Athens Lunatic Asylum (The Ridges)

Athens Lunatic Asylum (The Ridges)

🏥 hospital

Athens, Ohio · Est. 1874

TLDR

Patient Margaret Schilling vanished from this 1874 asylum in December 1978 and was found dead 42 days later in an abandoned ward, leaving a permanent body stain in the concrete that no one has been able to remove. The former Kirkbride asylum, now part of Ohio University, also holds three cemeteries with 1,930 patients buried under numbered headstones.

The Full Story

On December 1, 1978, a patient named Margaret Schilling vanished from the Athens Mental Health Center. Staff searched the buildings. Police were called. Six weeks passed. Then, on January 12, 1979, a maintenance worker checking an unused ward on the top floor of Building N. 20 found her. She was naked, lying on her back with her arms crossed over her chest. Her clothes were neatly folded on a nearby chair. She had been dead for 42 days.

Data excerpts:
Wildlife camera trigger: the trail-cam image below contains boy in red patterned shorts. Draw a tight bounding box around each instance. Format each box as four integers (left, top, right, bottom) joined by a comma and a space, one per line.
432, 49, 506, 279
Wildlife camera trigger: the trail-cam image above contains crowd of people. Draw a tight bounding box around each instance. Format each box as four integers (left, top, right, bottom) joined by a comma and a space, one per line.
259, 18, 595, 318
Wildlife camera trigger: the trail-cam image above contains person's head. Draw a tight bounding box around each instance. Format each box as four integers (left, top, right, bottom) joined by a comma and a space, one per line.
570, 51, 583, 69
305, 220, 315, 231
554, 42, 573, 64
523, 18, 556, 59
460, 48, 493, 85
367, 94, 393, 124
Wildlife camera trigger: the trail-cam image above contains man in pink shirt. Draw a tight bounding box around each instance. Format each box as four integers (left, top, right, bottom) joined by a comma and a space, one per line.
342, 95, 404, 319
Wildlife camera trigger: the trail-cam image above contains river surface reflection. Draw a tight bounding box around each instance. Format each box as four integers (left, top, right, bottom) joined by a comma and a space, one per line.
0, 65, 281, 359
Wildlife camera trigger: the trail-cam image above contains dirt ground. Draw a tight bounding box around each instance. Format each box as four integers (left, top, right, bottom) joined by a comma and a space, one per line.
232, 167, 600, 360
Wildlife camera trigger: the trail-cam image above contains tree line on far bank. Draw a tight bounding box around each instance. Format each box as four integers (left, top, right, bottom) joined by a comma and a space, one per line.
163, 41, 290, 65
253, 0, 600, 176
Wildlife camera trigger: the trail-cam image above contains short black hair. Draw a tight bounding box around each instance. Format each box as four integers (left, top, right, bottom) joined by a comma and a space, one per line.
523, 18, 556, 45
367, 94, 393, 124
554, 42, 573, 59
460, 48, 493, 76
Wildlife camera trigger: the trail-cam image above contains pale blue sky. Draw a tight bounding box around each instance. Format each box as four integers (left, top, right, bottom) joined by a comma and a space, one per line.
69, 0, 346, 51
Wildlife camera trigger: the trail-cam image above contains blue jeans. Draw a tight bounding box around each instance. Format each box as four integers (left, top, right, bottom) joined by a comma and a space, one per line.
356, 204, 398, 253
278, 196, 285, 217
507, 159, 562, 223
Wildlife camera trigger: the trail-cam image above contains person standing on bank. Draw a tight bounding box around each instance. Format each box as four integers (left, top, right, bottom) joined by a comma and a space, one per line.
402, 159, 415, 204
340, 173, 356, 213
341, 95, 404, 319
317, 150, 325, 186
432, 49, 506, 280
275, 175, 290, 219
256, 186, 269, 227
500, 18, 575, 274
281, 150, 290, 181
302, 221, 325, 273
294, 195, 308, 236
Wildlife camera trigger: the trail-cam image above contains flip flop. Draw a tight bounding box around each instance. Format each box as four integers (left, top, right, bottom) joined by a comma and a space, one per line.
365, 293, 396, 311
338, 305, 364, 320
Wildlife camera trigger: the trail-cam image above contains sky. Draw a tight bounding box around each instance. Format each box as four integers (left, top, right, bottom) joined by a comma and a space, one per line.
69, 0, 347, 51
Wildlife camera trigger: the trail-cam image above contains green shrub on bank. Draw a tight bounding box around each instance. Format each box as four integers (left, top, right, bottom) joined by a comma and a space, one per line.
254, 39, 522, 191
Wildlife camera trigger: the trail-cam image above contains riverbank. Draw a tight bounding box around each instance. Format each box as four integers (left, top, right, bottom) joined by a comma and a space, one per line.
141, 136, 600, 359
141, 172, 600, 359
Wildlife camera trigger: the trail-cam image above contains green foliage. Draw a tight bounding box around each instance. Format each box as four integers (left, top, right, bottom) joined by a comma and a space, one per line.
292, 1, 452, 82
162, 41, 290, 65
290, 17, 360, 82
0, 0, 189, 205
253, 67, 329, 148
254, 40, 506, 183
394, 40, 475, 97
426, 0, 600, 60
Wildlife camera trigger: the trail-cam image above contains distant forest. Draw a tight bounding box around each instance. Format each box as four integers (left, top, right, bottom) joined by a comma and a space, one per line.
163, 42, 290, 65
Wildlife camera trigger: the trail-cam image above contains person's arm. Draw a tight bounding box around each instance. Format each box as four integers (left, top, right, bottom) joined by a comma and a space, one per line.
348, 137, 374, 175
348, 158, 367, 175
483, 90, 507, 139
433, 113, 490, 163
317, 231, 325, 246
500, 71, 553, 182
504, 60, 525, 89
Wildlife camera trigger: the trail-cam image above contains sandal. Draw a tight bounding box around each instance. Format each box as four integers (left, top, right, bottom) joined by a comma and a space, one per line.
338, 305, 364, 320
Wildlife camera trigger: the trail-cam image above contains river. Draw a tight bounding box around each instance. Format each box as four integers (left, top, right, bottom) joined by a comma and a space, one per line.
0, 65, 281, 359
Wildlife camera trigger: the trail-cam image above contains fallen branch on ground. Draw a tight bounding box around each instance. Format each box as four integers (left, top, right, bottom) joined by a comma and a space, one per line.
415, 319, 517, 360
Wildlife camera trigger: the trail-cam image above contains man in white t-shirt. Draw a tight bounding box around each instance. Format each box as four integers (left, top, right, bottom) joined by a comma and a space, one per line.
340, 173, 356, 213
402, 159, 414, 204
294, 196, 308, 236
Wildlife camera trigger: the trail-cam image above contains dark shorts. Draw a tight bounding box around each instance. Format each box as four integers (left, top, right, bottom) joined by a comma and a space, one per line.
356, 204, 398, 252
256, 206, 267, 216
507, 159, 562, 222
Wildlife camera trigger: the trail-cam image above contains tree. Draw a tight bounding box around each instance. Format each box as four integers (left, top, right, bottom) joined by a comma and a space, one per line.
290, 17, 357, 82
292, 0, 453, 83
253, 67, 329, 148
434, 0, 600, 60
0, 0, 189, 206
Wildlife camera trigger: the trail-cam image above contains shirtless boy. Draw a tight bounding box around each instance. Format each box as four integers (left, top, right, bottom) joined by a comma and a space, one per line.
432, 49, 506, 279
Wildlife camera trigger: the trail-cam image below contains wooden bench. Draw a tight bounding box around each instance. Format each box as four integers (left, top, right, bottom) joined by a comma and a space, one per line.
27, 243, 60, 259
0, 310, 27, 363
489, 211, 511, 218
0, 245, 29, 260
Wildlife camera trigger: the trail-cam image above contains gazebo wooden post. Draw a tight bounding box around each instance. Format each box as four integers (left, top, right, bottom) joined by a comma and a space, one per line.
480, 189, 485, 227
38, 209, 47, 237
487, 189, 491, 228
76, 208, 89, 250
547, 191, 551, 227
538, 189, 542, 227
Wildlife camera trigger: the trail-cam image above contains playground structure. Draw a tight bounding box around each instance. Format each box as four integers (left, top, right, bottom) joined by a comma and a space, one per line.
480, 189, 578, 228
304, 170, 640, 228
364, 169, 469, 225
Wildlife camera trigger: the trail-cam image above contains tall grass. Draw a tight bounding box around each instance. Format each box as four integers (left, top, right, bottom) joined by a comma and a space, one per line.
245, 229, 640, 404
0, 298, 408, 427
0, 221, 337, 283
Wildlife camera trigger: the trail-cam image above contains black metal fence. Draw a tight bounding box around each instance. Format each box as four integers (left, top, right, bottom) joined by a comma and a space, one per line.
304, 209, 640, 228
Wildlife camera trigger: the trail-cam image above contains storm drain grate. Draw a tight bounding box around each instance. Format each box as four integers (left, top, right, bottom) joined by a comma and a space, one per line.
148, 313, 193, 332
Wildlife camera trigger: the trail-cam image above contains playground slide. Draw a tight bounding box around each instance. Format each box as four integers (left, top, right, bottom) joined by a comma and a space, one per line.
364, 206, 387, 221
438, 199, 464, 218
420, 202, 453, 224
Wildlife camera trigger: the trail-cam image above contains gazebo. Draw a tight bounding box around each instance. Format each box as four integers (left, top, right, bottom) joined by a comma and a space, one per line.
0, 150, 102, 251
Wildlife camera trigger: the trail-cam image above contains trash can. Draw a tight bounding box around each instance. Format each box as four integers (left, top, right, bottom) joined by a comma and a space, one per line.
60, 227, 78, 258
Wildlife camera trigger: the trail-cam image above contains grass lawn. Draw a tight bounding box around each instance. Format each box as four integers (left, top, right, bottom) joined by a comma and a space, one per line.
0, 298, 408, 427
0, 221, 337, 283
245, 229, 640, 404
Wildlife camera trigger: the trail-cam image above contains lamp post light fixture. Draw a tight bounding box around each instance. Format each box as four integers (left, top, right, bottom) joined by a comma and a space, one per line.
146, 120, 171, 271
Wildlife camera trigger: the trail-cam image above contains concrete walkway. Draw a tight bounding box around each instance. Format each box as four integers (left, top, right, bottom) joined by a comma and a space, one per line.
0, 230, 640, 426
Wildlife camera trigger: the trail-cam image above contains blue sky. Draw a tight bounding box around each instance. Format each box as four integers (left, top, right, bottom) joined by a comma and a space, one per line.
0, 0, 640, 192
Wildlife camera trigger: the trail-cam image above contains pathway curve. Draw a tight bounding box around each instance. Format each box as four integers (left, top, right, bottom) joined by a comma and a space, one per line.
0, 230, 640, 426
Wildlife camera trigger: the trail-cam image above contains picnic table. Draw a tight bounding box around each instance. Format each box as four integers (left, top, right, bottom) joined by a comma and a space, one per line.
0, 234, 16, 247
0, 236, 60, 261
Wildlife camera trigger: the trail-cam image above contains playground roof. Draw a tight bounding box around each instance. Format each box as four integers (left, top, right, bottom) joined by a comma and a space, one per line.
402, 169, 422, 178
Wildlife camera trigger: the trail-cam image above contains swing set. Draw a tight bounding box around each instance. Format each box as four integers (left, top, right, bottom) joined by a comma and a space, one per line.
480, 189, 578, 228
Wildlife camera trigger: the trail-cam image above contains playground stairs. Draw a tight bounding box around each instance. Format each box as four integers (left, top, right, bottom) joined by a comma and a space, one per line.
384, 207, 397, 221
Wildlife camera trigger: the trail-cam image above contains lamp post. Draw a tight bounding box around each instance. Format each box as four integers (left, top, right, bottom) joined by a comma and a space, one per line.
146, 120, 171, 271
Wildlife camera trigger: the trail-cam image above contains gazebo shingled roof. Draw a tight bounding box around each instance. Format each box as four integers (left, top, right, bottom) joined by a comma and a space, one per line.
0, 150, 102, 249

> TASK DIRECTIONS: Continue the account of the Athens Lunatic Asylum from the point where it stops. The records have no connection to the account of the Athens Lunatic Asylum.

> RESPONSE TO THIS TASK:
The official cause of death was heart failure, likely from exposure. The ward she wandered into was unheated, locked, and abandoned. Forensic experts later noted that her undressing was consistent with paradoxical undressing, a known symptom of severe hypothermia where the dying brain tells the body it's burning up. When workers moved her remains, a permanent stain had formed in the concrete beneath her. The outline of her body, head, back, arms, thighs, is visible on the floor. Every attempt to remove it has failed. A forensic team that examined the stain in 2007 determined it was caused by adipocere, a waxy substance produced when body fat breaks down. Sunlight hitting the body through the window accelerated the process, baking it into the concrete.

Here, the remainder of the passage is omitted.